» Exercise goal: Please change every "positive clicks" in the records below to "foreground clicks" and leave everything else as it is.

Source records
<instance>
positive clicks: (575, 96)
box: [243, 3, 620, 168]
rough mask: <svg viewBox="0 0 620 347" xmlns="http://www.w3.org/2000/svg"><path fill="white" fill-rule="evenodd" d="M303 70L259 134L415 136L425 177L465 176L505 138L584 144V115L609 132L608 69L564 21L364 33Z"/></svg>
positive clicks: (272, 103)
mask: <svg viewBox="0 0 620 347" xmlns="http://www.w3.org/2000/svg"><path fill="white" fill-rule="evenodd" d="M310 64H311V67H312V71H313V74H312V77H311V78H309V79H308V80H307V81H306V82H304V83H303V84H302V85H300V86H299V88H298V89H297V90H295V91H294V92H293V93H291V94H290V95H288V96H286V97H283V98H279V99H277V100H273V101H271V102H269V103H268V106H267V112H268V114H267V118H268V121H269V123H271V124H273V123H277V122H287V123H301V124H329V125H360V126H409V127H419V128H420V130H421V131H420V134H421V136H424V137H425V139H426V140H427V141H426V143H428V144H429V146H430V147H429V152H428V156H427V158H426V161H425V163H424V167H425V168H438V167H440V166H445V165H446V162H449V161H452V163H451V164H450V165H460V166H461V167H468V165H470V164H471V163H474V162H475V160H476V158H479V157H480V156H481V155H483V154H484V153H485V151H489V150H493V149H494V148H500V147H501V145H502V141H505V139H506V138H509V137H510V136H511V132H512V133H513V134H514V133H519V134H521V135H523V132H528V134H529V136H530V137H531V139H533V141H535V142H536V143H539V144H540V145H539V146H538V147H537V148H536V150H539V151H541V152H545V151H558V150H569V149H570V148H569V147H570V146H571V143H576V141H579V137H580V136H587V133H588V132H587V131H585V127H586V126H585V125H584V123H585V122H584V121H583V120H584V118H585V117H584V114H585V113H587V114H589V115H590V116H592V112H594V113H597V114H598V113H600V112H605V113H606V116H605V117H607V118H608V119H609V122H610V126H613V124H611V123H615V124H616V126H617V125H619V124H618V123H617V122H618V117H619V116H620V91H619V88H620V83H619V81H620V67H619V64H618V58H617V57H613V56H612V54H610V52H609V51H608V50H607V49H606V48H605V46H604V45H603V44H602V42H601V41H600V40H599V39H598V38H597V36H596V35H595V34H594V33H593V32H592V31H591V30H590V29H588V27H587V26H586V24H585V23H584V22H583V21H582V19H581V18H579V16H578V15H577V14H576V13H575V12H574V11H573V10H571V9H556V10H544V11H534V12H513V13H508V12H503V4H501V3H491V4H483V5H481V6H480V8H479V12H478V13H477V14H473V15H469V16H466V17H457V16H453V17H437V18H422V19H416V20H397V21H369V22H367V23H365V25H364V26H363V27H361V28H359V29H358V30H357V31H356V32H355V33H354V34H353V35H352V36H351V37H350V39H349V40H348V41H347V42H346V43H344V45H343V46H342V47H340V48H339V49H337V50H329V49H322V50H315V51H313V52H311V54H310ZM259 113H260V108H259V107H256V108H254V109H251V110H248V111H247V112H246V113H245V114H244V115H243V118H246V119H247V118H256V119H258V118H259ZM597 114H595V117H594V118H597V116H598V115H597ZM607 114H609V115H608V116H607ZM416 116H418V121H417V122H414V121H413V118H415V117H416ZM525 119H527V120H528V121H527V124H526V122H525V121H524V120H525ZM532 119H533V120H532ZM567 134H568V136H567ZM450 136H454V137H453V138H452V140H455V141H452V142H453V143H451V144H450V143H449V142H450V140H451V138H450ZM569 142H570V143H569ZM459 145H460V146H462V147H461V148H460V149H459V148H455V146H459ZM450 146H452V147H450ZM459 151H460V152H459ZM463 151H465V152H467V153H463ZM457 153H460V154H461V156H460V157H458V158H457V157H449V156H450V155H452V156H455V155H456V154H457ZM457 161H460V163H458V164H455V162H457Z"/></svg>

» Task result:
<instance>
foreground clicks: (575, 96)
box: [243, 3, 620, 168]
rough mask: <svg viewBox="0 0 620 347" xmlns="http://www.w3.org/2000/svg"><path fill="white" fill-rule="evenodd" d="M303 70L259 134L415 136L425 177L465 176L505 138L584 144V115L609 132L608 69L564 21L364 33Z"/></svg>
foreground clicks: (272, 103)
mask: <svg viewBox="0 0 620 347" xmlns="http://www.w3.org/2000/svg"><path fill="white" fill-rule="evenodd" d="M310 64H311V67H312V71H313V74H312V77H311V78H309V79H308V80H307V81H306V82H304V83H303V84H302V85H300V86H299V88H298V89H297V90H295V91H294V92H293V93H291V94H290V95H288V96H286V97H283V98H279V99H277V100H273V101H271V102H269V103H268V106H267V112H268V114H267V118H268V121H269V123H271V124H273V123H277V122H287V123H301V124H329V125H360V126H409V127H419V128H420V130H421V131H420V134H421V136H424V137H425V139H426V140H427V141H426V143H428V144H429V146H430V147H429V152H428V156H427V158H426V161H425V163H424V167H425V168H438V167H440V166H445V165H446V162H449V161H452V163H451V164H450V165H460V166H461V167H468V165H470V164H471V163H474V162H475V160H476V158H479V157H480V156H481V155H483V154H484V153H485V151H489V150H493V149H494V148H500V147H501V145H502V141H505V139H506V138H509V137H510V136H511V132H512V133H513V134H514V133H519V134H521V135H523V132H528V134H529V136H530V137H531V139H533V141H535V142H536V143H539V144H540V145H539V146H538V147H537V148H536V150H539V151H541V152H545V151H558V150H569V149H570V148H569V147H570V146H571V143H576V141H579V137H580V136H587V133H588V132H587V131H585V127H586V126H585V125H584V123H585V122H584V121H583V120H584V118H585V117H584V114H585V113H587V114H589V115H590V116H592V112H594V113H597V114H598V113H600V112H605V113H606V116H605V117H607V118H608V119H609V122H610V126H613V124H611V123H615V124H616V126H617V125H619V124H618V123H617V122H618V117H619V116H620V91H619V88H620V83H619V81H620V67H619V64H618V58H617V57H613V56H612V54H610V52H609V51H608V50H607V49H606V48H605V46H604V45H603V44H602V42H601V41H600V40H599V39H598V38H597V36H596V35H595V34H594V33H593V32H592V31H591V30H590V29H588V27H587V26H586V24H585V23H584V22H583V21H582V19H581V18H579V16H578V15H577V14H576V13H575V12H574V11H573V10H571V9H556V10H544V11H534V12H513V13H508V12H503V4H501V3H491V4H483V5H481V6H480V8H479V12H478V13H477V14H473V15H469V16H466V17H457V16H453V17H437V18H422V19H416V20H397V21H369V22H367V23H365V25H364V26H363V27H361V28H359V29H358V30H357V31H356V32H355V33H354V34H353V35H352V36H351V37H350V39H349V40H348V41H347V42H346V43H344V45H343V46H342V47H340V48H339V49H337V50H329V49H322V50H315V51H313V52H311V54H310ZM259 113H260V108H259V107H256V108H254V109H251V110H248V111H247V112H246V113H245V114H244V115H243V118H246V119H247V118H256V119H258V118H259ZM597 114H595V117H594V118H597V116H598V115H597ZM607 114H609V115H608V116H607ZM416 116H418V121H417V122H414V121H413V118H415V117H416ZM525 119H527V120H528V121H527V124H526V122H525V121H524V120H525ZM532 119H533V120H532ZM567 134H568V136H567ZM450 136H454V137H453V138H452V140H455V141H452V142H453V143H451V144H450V143H449V142H450V140H451V138H450ZM569 142H570V143H569ZM459 145H460V146H462V147H461V148H460V149H459V148H455V146H459ZM450 146H452V147H450ZM459 151H460V152H459ZM463 151H465V152H467V153H463ZM457 153H460V154H461V156H460V157H458V158H457V157H449V156H450V155H452V156H455V155H456V154H457ZM457 161H460V163H458V164H455V162H457Z"/></svg>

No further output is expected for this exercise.